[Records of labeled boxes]
= = =
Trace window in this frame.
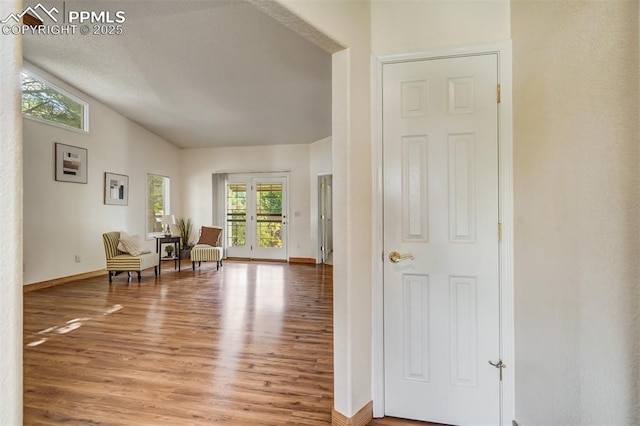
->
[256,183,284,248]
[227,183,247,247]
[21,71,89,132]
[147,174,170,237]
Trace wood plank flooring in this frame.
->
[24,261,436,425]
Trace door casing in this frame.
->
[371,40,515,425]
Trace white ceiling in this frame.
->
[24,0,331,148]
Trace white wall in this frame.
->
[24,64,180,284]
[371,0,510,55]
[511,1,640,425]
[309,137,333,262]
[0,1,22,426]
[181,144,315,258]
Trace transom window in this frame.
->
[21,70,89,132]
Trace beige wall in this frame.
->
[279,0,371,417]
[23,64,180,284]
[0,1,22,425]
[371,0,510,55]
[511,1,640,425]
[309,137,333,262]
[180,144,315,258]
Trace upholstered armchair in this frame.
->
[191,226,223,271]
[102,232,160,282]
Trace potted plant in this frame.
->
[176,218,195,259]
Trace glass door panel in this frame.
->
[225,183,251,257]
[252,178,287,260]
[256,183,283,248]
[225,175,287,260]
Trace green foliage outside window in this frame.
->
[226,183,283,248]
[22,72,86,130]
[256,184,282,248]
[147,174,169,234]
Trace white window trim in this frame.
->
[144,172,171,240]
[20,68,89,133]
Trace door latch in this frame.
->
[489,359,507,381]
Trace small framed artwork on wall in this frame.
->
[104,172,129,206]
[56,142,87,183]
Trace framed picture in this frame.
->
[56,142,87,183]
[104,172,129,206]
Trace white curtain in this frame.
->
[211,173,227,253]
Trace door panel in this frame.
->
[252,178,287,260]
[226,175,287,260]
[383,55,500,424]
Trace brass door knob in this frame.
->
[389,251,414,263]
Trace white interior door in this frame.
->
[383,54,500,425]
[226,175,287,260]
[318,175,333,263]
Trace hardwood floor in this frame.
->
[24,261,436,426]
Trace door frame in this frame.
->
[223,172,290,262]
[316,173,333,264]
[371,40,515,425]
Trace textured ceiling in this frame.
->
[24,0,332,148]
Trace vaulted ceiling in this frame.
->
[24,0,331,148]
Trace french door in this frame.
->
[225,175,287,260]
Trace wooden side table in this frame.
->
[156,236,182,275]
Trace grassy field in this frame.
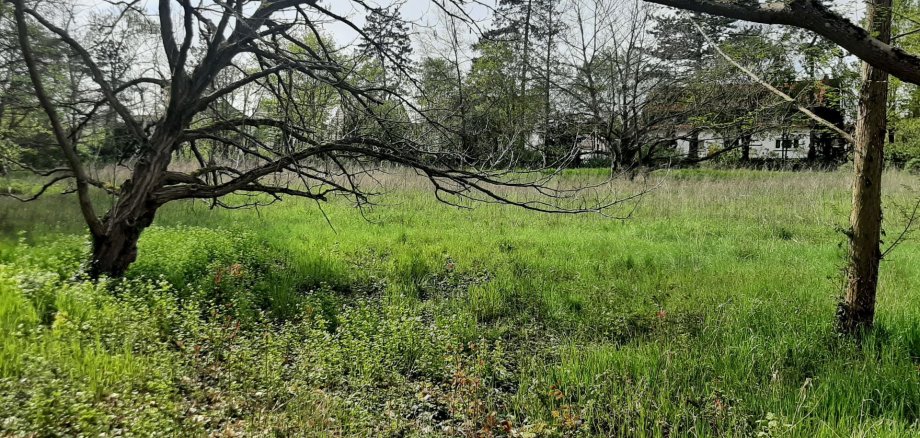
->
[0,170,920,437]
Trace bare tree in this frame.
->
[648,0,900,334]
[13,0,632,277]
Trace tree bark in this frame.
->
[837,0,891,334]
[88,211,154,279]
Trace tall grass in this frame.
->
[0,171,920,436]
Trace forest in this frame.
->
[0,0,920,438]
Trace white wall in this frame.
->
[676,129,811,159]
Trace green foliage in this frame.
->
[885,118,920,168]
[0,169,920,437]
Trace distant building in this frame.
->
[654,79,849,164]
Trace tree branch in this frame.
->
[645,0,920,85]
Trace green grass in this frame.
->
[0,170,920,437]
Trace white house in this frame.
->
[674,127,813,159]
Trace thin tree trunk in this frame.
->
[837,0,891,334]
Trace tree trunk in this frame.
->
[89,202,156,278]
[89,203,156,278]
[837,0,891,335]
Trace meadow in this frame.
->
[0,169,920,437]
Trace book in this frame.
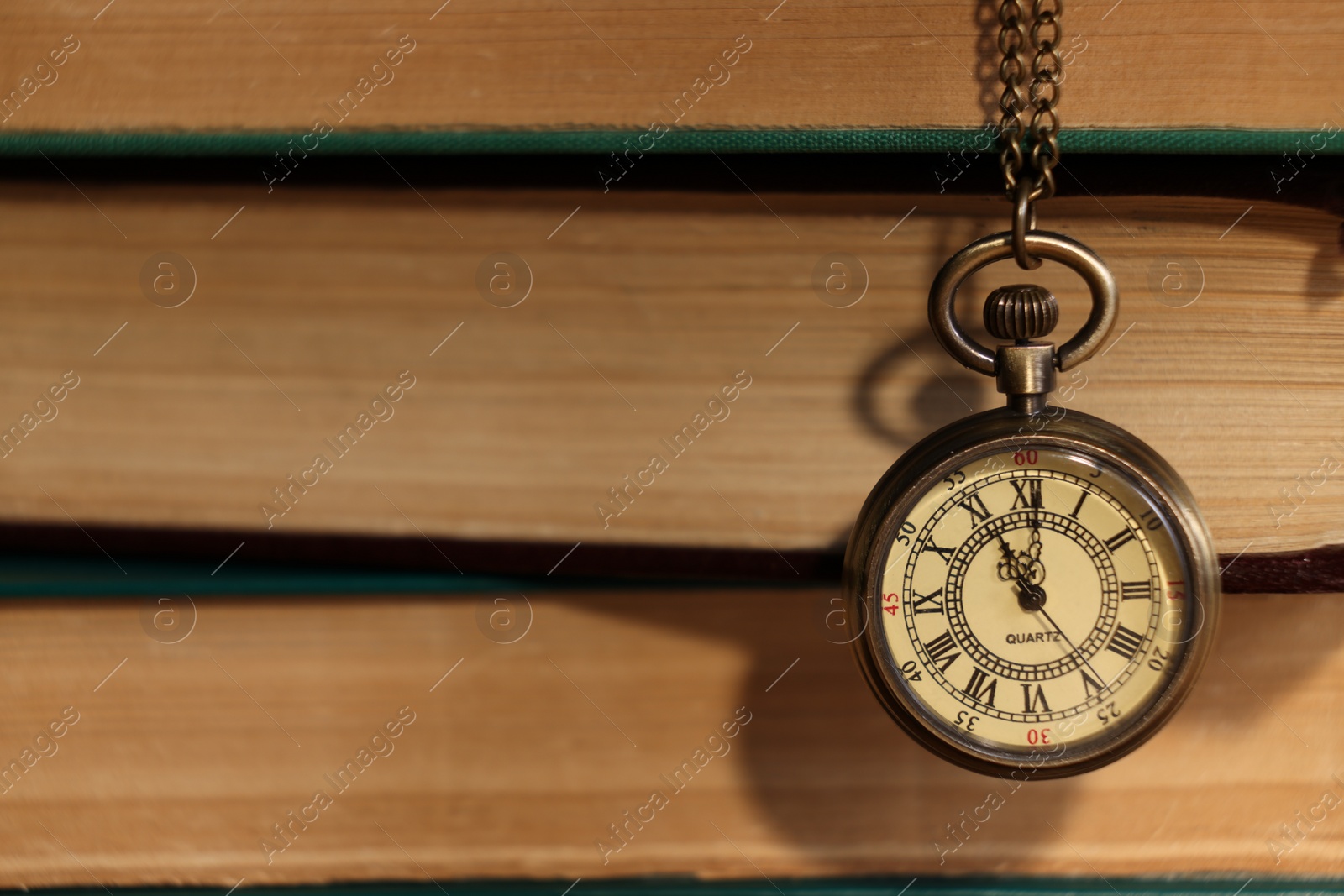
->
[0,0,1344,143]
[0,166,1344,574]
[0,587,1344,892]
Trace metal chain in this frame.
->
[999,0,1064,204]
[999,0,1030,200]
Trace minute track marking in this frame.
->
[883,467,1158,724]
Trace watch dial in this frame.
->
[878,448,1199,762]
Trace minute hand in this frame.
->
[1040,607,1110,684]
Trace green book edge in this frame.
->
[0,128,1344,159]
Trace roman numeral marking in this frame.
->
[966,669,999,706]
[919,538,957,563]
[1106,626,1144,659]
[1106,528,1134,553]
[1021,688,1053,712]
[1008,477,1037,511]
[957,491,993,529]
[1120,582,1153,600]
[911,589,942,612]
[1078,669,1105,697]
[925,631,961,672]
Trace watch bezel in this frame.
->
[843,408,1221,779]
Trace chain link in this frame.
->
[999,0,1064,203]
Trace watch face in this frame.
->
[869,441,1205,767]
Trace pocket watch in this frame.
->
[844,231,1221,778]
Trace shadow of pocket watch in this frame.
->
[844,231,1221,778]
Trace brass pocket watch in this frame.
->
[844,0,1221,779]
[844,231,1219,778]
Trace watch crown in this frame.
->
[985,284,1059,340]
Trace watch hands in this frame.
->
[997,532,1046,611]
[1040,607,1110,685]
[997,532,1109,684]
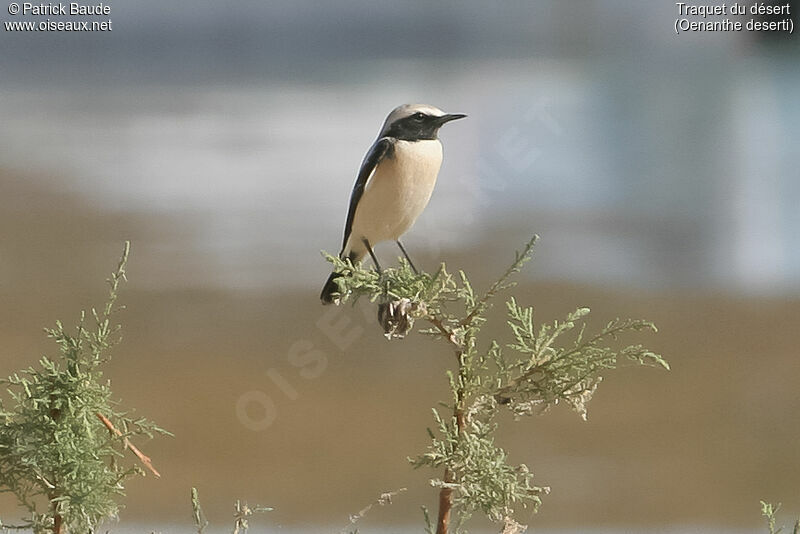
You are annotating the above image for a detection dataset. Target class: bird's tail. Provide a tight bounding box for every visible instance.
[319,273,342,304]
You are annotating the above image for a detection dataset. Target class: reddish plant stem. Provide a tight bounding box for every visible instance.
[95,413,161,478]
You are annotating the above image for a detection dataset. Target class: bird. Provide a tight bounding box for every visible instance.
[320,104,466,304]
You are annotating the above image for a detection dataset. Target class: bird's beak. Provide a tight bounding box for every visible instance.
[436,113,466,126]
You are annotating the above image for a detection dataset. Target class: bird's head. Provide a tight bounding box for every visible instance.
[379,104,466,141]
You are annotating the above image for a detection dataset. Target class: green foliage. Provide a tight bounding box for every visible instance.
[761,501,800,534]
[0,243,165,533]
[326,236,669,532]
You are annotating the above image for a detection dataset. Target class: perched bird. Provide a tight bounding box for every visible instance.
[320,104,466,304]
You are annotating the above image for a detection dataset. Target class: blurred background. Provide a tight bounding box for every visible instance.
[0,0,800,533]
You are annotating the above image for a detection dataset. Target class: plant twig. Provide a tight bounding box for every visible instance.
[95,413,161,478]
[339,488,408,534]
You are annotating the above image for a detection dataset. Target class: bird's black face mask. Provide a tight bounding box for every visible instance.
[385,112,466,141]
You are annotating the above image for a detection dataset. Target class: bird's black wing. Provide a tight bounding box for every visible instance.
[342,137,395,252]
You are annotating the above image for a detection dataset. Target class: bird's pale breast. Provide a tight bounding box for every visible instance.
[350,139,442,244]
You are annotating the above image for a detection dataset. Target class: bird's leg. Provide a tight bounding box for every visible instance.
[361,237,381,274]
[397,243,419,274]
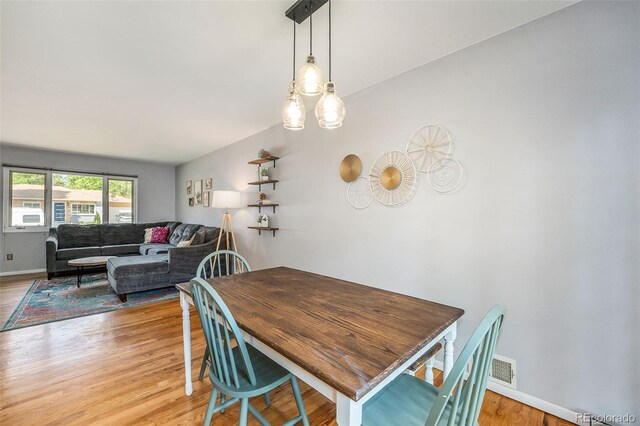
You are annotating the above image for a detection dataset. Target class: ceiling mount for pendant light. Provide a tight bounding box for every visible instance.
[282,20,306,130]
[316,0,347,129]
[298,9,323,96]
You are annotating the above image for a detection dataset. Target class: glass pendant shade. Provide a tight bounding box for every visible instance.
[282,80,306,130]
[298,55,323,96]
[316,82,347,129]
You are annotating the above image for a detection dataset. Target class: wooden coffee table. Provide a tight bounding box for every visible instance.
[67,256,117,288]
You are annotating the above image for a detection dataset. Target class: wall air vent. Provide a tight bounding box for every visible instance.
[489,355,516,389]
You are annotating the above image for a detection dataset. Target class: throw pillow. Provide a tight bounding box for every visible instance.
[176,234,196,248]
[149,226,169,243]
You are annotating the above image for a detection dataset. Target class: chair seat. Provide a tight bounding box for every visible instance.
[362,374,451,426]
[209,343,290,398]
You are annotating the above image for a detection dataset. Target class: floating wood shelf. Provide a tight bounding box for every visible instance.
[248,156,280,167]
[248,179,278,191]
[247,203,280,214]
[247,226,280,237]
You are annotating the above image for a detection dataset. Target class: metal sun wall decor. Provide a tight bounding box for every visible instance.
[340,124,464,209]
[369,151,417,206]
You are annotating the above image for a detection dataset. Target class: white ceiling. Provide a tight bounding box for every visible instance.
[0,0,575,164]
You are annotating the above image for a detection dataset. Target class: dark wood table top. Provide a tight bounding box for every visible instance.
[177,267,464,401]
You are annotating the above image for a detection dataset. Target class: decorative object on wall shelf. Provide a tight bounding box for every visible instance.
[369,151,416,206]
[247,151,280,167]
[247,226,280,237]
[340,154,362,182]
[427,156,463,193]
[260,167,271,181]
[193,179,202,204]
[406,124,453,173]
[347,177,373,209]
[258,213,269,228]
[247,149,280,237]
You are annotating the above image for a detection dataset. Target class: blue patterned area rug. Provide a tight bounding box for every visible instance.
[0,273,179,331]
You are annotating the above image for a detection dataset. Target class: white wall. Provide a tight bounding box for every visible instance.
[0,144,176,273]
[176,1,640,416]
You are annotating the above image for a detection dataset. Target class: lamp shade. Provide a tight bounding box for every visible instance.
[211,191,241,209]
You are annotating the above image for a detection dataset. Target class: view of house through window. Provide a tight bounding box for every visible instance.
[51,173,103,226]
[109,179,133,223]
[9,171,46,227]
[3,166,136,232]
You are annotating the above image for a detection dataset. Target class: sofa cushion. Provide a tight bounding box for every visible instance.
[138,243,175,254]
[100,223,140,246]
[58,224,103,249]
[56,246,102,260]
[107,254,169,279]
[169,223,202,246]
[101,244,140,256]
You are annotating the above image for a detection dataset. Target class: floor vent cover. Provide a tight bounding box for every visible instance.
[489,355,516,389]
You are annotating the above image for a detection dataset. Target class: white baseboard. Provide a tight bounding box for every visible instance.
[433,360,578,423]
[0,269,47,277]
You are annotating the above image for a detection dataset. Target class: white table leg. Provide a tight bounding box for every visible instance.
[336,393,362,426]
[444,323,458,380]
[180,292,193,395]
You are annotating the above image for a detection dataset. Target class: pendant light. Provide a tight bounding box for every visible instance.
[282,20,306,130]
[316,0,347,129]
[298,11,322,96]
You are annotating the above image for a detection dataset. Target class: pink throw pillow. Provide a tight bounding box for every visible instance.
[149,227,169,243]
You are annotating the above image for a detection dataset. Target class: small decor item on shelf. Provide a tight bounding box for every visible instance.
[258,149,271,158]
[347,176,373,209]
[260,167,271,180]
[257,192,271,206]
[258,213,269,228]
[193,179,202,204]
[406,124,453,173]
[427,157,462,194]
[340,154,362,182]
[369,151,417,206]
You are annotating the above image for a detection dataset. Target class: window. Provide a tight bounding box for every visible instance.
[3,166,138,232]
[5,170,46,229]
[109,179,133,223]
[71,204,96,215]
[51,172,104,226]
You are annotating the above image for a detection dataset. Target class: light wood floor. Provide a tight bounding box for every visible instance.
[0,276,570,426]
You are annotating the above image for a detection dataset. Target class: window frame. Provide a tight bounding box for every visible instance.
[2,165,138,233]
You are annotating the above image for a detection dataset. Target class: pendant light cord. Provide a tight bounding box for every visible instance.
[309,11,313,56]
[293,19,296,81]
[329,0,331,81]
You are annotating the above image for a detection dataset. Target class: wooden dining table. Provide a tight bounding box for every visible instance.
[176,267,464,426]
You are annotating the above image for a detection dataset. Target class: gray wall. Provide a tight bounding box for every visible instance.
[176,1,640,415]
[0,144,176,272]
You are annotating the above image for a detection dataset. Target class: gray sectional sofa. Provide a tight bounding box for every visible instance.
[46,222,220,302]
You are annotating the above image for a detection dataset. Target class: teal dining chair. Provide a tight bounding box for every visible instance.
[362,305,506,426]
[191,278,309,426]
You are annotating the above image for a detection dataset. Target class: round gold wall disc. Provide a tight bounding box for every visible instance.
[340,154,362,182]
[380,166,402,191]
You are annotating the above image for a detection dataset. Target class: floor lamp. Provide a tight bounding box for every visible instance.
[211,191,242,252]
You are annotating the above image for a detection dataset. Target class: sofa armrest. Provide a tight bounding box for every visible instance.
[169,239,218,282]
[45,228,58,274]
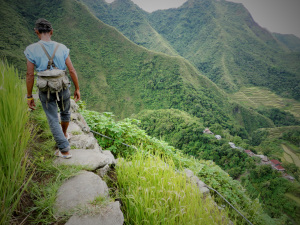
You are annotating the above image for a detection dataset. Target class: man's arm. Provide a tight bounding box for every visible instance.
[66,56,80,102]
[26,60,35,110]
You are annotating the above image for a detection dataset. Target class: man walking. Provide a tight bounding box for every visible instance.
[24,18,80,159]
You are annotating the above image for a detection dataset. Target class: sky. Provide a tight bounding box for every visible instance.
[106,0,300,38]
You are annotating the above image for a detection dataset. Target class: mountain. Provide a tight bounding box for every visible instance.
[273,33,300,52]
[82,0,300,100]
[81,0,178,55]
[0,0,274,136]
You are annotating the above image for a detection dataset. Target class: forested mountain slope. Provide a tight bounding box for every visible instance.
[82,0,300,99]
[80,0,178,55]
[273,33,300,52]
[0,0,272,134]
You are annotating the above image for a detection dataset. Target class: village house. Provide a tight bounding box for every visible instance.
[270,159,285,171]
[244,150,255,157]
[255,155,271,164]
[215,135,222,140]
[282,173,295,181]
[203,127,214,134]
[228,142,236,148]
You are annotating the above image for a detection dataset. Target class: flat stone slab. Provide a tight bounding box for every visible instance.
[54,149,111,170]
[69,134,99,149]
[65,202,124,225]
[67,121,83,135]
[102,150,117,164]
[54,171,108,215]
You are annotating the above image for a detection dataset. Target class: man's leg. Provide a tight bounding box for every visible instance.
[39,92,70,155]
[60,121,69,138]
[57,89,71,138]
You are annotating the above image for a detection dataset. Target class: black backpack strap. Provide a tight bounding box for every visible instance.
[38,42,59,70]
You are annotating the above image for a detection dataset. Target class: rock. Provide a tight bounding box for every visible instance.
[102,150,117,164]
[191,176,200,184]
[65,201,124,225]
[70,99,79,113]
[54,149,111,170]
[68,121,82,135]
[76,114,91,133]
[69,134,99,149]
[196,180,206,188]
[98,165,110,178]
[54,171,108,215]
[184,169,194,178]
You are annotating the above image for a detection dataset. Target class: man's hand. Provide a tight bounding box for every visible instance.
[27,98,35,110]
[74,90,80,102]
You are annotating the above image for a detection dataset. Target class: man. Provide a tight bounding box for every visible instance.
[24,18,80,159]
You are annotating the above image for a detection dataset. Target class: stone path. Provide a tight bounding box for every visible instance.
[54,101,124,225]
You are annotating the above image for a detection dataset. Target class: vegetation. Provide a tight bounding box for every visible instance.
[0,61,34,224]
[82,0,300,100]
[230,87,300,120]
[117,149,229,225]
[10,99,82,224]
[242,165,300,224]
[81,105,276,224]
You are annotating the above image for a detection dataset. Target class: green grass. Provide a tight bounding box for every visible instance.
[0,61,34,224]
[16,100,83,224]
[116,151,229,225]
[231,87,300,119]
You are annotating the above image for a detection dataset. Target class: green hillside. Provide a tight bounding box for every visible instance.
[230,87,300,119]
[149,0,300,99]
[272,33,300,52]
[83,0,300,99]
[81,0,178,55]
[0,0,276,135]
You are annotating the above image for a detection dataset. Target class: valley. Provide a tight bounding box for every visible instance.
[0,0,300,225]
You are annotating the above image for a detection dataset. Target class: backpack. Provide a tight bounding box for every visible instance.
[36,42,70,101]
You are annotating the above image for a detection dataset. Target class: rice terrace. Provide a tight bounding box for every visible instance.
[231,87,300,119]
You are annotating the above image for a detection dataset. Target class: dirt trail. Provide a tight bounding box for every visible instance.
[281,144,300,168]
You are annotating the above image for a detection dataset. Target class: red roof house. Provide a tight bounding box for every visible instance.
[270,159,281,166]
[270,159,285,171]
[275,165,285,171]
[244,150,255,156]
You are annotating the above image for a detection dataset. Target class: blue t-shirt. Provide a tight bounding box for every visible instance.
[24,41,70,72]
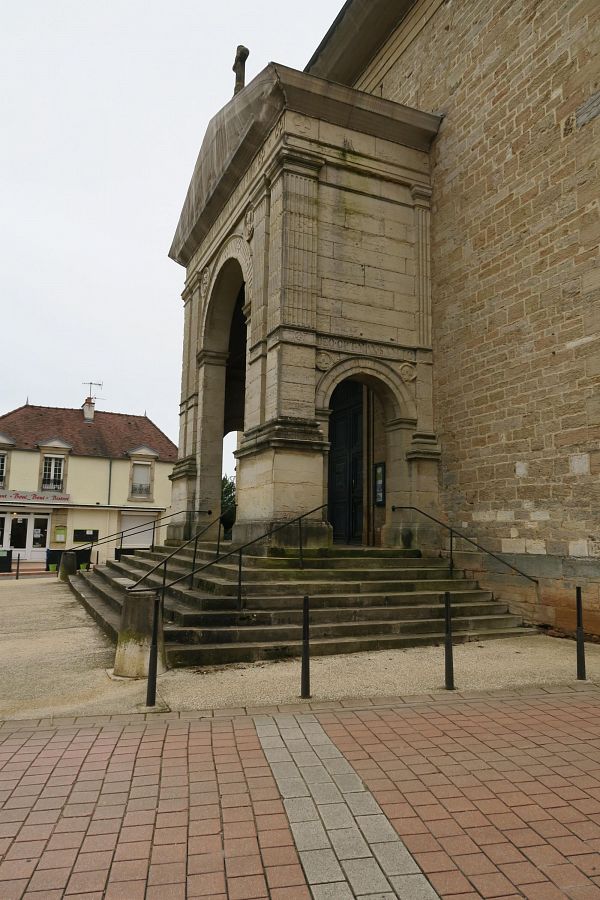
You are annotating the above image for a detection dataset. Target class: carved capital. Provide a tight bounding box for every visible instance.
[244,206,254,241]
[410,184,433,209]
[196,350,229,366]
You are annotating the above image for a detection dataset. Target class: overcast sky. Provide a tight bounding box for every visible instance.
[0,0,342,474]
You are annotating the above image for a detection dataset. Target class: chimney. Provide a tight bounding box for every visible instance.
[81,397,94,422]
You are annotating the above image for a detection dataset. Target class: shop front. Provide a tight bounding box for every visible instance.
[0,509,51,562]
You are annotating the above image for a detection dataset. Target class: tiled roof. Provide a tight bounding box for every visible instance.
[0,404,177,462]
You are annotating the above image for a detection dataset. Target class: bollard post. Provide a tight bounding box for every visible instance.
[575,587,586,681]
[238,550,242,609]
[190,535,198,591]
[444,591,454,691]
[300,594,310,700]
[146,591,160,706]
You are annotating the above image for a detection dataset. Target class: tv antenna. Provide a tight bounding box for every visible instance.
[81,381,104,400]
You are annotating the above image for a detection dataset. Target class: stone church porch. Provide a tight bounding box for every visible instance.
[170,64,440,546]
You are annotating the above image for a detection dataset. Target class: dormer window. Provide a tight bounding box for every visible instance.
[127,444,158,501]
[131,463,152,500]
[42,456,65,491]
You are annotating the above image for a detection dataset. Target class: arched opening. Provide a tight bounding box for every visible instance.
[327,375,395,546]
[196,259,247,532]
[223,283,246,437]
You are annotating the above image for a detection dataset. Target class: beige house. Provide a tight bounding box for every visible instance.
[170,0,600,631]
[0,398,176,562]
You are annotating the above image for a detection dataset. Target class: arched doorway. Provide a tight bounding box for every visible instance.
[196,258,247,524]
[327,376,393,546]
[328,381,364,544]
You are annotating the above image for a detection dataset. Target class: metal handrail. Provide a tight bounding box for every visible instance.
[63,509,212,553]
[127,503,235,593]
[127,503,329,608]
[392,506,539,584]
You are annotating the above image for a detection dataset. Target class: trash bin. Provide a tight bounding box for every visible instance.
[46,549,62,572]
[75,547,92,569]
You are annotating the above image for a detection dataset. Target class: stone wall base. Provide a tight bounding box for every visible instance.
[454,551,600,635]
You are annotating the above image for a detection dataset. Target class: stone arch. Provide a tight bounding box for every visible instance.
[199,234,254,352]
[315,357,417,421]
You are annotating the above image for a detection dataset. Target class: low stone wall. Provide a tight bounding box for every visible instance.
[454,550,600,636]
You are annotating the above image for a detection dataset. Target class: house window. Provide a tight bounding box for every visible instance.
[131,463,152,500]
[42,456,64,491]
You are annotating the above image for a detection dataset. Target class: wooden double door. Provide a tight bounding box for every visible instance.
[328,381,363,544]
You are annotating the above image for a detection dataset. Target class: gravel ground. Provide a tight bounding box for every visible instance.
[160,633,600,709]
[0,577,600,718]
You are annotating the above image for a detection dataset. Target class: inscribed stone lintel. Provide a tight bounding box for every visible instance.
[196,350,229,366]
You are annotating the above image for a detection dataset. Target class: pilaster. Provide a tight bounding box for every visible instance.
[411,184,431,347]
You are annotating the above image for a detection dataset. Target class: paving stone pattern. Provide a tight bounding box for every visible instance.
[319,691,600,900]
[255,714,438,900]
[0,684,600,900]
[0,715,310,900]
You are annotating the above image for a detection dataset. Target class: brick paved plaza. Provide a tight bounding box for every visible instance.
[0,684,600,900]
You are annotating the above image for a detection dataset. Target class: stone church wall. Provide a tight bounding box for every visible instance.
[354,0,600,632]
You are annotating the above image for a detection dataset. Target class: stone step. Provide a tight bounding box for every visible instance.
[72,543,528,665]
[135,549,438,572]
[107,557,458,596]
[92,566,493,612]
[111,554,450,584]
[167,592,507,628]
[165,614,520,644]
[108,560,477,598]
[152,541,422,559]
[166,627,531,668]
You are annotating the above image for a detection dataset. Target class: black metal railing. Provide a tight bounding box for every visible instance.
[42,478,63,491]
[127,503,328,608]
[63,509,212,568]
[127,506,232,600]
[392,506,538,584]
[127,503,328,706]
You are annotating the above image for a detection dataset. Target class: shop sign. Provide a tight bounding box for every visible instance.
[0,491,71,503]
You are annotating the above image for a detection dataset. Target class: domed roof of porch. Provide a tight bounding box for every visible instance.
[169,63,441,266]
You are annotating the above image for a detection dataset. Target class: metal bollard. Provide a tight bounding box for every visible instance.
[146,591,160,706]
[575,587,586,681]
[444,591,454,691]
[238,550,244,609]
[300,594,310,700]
= = =
Task objective -
Rewrite the stretch of records from the line containing "Target class: dormer" through the line containing "[315,357,417,421]", swapping "trash bin" for "waste bin" and leaving everything else unchanged.

Written answer -
You are annotating the above image for a detection dataset. Target class: dormer window. Provide a tight bounding box for every visible instance.
[127,444,158,501]
[131,463,152,500]
[42,456,65,491]
You are annotating the above image for a detection dataset. Target class: arched opening. Provide a tight bounding box for every visible instance.
[327,375,395,546]
[196,259,247,532]
[223,283,246,437]
You are annotating the above image for a detection dataset. Target class: beige house. Provide a tight bounding box for every visible instance.
[170,0,600,631]
[0,398,176,562]
You are annotating the above image for a detection dataset. Target class: arched doorway. Provide a tight bounding box for every visible instance.
[196,258,247,524]
[327,376,393,546]
[328,381,364,544]
You are annotating the above image for a detection dataset. Target class: metal handrail. Provide a tight bounding box for every visible instance.
[63,509,212,553]
[127,503,235,593]
[127,503,329,608]
[392,506,539,584]
You are annotating the above image for a detection dataset. Target class: waste bin. Provide a tight bounding box for every visible instance.
[46,549,62,572]
[75,547,92,569]
You are annotating the above image for a detection dataset. Target class: stone wall base. Provide a tight bounding box for every visible instance.
[454,551,600,635]
You are annotating the above image for a detection dataset. Target class: stone arch. Provide a tight bounding box for every visible instance.
[199,234,254,352]
[315,357,417,421]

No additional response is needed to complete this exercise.